Hace unos treinta años, mi hermano Miguel, que es físico, viajó a Europa para intervenir en un acelerador de partículas. Fue un logro difícil de entender porque sus parientes sabemos poco del mundo subatómico. Incapaz de hablar de física, le pregunté si había aportado un sello mexicano a su experimento: una partícula estacionada en doble fila.

En esa época, la irresponsabilidad de bloquear un carril para bajar del coche a comprar tamales se consideraba una picardía típica de un país sin reglamentaciones. El tráfico ya era atroz pero la posibilidad de avanzar aún no dependía del milagro. Una prueba es que entonces el claxon se tocaba mucho más que ahora. En esa etapa ingenua de los embotellamientos, el conductor creía que el tráfico se podía agilizar a bocinazos. Incluso surgió una variante lírica que sustituía el pitido por una melodía, lo cual dio lugar a situaciones confusas; un coche se cerraba con agresividad pero su claxon transmitía las notas de "Voz de la guitarra mía.". A veces, el coche de junto contestaba con otra canción.

Aquellos rijosos conciertos se eclipsaron como tantas tradiciones y la gente se resignó a aceptar su destino en silencio. La nueva conducta tuvo que ver con la constatación de que las calles no se abren a claxonazos, pero también con la creciente certeza de que los demás conductores pueden estar armados.

El tráfico exige ahora una actitud casi mística, un ejercicio budista en el que la realidad se sobrelleva con el olvido de uno mismo. Los coches se han convertido en vehículos que no se mueven por motor sino por excepción mientras las motocicletas circulan por todas partes, amparadas en permisos provisionales expedidos en Guerrero y otras lejanas entidades.

No es casual que en un ámbito donde el tráfico sólo a veces incluye el movimiento el abuso de estacionarse a la brava se haya convertido en una costumbre. Hoy en día, quien trate de circular por la colonia Roma encontrará que muchas calles tienen un carril siempre bloqueado por la doble fila. Las recientes protestas contra la gentrificación no han tomado en cuenta la forma en que los propios capitalinos deterioramos el espacio urbano.

En sitios más lógicos que el nuestro la gente se desplaza para comprar cosas; aquí los que se mueven son los vendedores. El marasmo urbano ha dado renovada importancia al comercio ambulante, tanto el que prospera gracias a las flotillas de repartidores en motocicleta como el de quienes instalan puestos en la banqueta.

__Material proporcionado__
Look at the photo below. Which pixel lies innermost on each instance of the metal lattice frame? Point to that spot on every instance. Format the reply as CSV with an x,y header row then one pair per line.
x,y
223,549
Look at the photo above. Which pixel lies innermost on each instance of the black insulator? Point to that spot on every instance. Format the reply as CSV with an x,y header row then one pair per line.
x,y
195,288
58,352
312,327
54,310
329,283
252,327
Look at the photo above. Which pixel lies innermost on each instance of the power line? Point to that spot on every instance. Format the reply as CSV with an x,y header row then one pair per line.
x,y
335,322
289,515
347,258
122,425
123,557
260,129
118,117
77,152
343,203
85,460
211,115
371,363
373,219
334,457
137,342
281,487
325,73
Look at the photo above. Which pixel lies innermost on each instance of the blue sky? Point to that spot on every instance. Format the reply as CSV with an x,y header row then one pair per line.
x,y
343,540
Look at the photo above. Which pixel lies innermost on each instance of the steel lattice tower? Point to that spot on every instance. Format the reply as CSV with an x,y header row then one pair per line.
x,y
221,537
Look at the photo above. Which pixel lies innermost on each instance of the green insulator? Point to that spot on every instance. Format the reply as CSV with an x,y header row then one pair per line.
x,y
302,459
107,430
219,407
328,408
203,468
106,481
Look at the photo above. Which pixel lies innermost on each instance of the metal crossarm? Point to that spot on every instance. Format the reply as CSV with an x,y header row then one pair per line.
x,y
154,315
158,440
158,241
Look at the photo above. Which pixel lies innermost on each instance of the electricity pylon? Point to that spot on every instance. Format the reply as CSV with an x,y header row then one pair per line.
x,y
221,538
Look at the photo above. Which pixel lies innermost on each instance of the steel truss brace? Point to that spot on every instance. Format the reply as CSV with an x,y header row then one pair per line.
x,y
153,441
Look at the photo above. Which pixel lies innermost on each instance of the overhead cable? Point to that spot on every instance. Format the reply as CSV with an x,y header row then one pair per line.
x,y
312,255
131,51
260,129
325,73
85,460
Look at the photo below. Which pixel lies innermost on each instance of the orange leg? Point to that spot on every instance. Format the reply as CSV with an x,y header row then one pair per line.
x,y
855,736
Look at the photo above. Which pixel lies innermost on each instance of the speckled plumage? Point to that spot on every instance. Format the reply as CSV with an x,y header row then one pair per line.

__Petición escrita A__
Reproduce fielmente el fragmento del texto sobre el tráfico que empieza con "En esa época, la" y sigue hasta "con otra canción.".
__Petición escrita B__
Por favor, localiza las filas que contienen la palabra "frame" y cópialas todas.

__Solución A__
En esa época, la irresponsabilidad de bloquear un carril para bajar del coche a comprar tamales se consideraba una picardía típica de un país sin reglamentaciones. El tráfico ya era atroz pero la posibilidad de avanzar aún no dependía del milagro. Una prueba es que entonces el claxon se tocaba mucho más que ahora. En esa etapa ingenua de los embotellamientos, el conductor creía que el tráfico se podía agilizar a bocinazos. Incluso surgió una variante lírica que sustituía el pitido por una melodía, lo cual dio lugar a situaciones confusas; un coche se cerraba con agresividad pero su claxon transmitía las notas de "Voz de la guitarra mía.". A veces, el coche de junto contestaba con otra canción.

__Solución B__
Look at the photo below. Which pixel lies innermost on each instance of the metal lattice frame? Point to that spot on every instance. Format the reply as CSV with an x,y header row then one pair per line.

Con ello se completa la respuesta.